Der Text über Glücksspielsucht schildert einen Rückfall. An welchem Tag geschah er?
**** UNTERSUCHTER TEXT ****
Während ich in letzter Zeit das Forum öfters durchstöbert habe, wurde ich oftmals damit konfrontiert, dass man eine Glücksspielsucht nur dann "besiegen" - auch wenn das nicht wirklich möglich ist - kann, wenn man ein gewisses Ausmaß an Eigenmotivation an den Tag legt, selbes hat mir auch mein Therapeut mehrmals bestätigt. "Toll,", dachte ich mir, "allein, dass ich mich zu einer Therapie angemeldet habe, wird schon Motivation genug sein". Spoiler: Ist es nicht. Ich war tatsächlich so naiv und dachte, das alleinige Besuchen einer Sitzung und die damitverbundene Beschäftigung mit meiner Sucht wäre genug.
Wie mir sicherlich jeder hier bestätigen kann, reicht es nicht, sich nur sitzungsintern damit zu beschäftigen - das ist im Grunde gar nicht möglich. Die Sucht verfolgt dich immer, sie lauert minütlich hinter deinem Rücken und wartet nur darauf, bis du nachgibst. Für mich war es ein unangenehmes Gefühl, sich nun aktiv damit auseinandersetzen zu müssen, und das ist klarerweise mit viel Arbeit verbunden. Dass ich nun wirklich aktiv etwas dagegen tun muss, war für mich genug psychische Belastung, mich irgendwie ablenken zu müssen - und das, obwohl mir vorausgesagt wurde, dass, besonderes zu Beginn, der Suchtdruck enorm sein würde, man wolle sich irgendwie ablenken, der Situation nicht ins Auge blicken. Also wollte ich mich ablenken. Und das tat ich genau so, wie die letzten Wochen, Monate und beinahe schon Jahre zuvor. Alleine zu Hause, vor meinem Laptop. Dort wo mich niemand beobachten würde, wie ich im Minutentakt mein Konto leerschaufeln würde. Genau das ist mir in den letzten Tagen passiert, ironischerweise genau an dem Tag, an dem ich einen Termin mit meinem Berater hatte. Ich denke, ich muss nicht ausführlich schildern, wie ich mich danach gefühlt habe: Enttäuschung, Scham, niedergeschlagen.
**** DATENLISTE ****
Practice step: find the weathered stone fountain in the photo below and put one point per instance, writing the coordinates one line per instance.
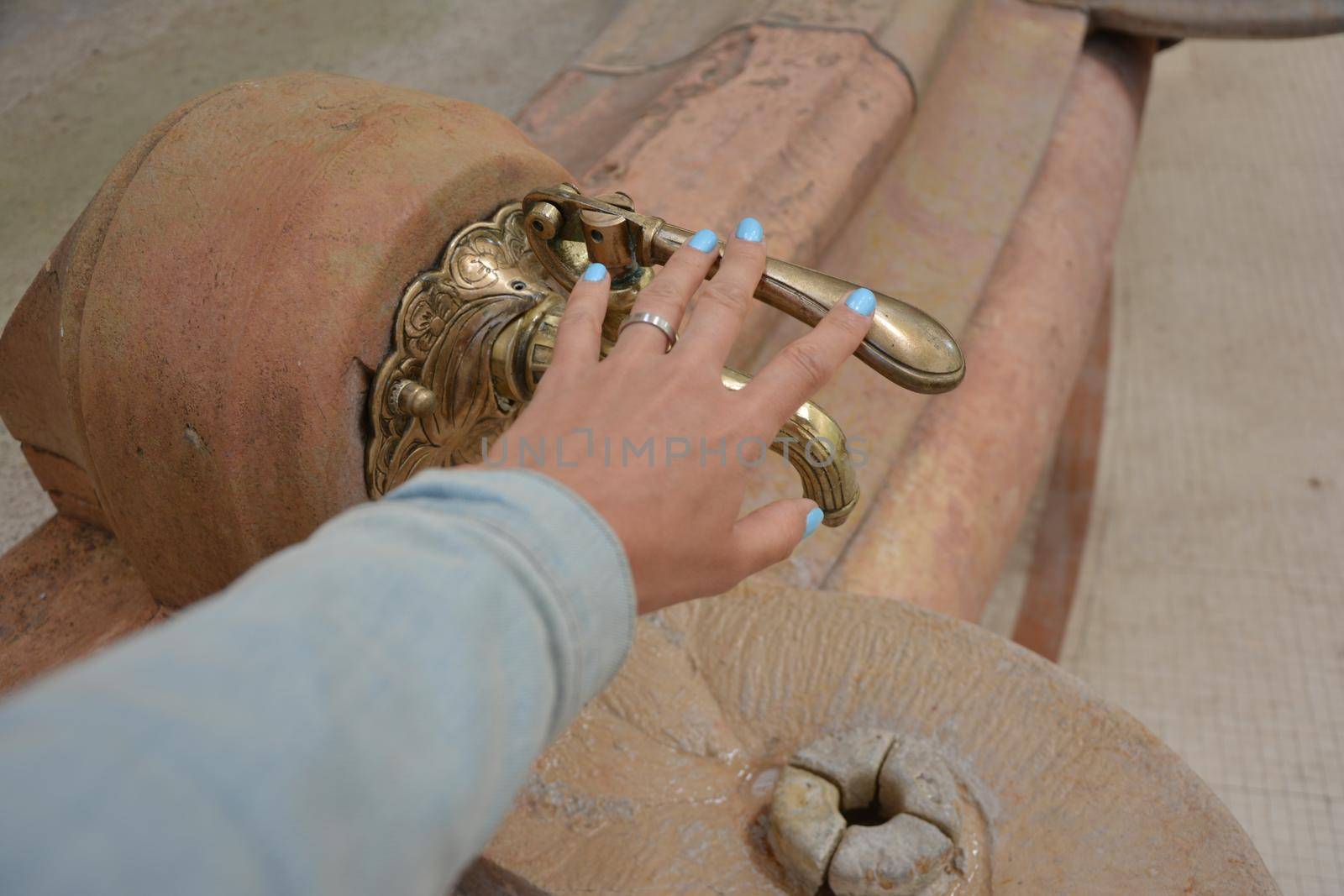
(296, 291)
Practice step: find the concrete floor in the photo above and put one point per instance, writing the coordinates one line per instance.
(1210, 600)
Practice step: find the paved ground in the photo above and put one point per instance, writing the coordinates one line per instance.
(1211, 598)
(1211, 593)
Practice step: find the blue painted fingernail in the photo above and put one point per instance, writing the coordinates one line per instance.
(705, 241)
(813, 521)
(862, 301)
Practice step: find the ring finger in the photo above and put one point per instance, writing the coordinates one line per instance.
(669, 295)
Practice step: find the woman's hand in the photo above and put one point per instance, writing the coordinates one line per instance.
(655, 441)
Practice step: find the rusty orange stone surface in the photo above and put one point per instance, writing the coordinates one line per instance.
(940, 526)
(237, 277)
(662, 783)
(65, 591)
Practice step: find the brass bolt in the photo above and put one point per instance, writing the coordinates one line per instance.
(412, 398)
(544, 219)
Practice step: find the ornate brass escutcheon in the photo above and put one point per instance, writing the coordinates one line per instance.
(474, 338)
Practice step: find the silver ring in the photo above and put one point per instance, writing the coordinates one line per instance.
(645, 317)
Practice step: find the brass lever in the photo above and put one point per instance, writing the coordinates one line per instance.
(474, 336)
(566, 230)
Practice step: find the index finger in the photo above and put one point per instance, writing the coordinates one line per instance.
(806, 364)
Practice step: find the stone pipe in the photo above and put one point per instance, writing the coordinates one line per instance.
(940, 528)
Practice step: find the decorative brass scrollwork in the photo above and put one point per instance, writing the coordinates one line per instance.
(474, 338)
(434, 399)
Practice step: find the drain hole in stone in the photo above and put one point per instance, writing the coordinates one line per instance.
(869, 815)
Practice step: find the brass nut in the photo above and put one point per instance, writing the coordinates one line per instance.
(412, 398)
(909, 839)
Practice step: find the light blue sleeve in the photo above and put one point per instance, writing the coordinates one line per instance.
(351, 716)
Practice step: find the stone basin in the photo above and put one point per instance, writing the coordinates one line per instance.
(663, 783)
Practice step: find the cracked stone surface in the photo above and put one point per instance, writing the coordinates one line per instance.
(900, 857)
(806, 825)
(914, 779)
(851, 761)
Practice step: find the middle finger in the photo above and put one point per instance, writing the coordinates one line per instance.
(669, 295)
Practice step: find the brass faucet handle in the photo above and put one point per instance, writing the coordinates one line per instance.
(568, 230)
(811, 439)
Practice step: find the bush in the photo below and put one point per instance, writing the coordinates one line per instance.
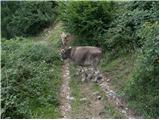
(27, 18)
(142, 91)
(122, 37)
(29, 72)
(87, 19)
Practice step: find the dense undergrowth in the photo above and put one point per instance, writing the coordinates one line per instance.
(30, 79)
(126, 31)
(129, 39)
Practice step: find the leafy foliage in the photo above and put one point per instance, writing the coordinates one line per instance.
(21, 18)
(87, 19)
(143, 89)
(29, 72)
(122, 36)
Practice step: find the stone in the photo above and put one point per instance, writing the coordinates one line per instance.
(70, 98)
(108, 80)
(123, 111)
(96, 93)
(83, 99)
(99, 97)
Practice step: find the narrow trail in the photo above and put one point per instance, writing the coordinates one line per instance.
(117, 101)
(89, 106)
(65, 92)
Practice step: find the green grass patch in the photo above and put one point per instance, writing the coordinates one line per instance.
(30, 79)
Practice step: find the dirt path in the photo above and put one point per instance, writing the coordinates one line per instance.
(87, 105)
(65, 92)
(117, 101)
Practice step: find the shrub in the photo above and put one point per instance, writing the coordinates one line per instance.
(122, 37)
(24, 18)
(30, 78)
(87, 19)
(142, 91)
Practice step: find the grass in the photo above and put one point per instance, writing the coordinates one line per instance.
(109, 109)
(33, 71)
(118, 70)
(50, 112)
****
**ANTWORTFELD:** An dem Tag, an dem ein Termin mit dem Berater anstand.